#### What you are asked to do:
Copy the items below, replacing "thickest part" with "widest part" everywhere it appears and changing nothing else. Leave the pictures out of your copy.

#### The records:
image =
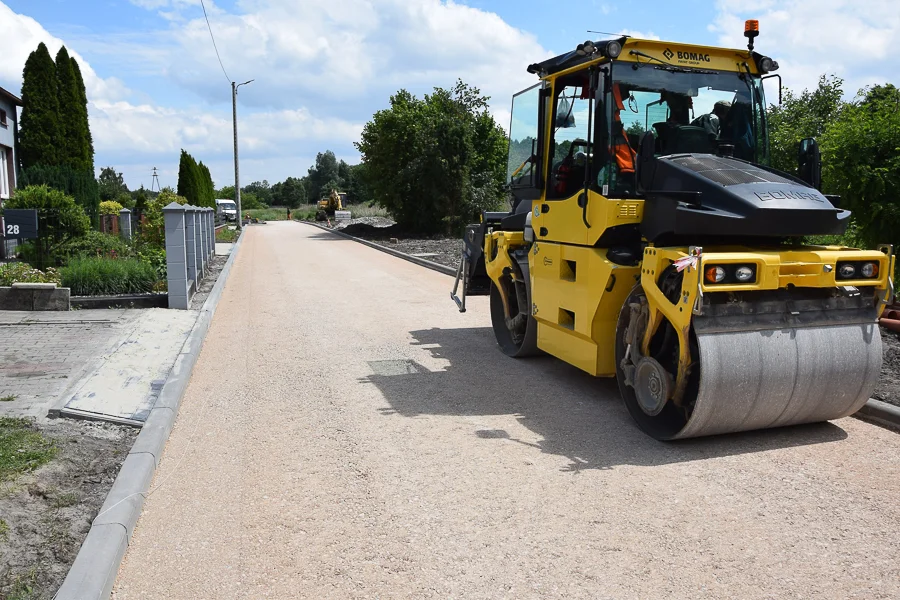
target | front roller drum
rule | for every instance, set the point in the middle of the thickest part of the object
(745, 380)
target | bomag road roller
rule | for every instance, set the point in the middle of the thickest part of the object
(649, 240)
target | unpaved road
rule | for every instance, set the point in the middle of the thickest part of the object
(348, 434)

#### The reply:
image =
target | front roller drum
rule | for every instance, set the point in the middle of the widest part of the object
(745, 380)
target | bomag road roller
rule | for every instance, set the point in the middle of the widest part of the object
(649, 240)
target | unpaved road
rule | for every instance, set the point in the middle of the widest part of the object
(348, 434)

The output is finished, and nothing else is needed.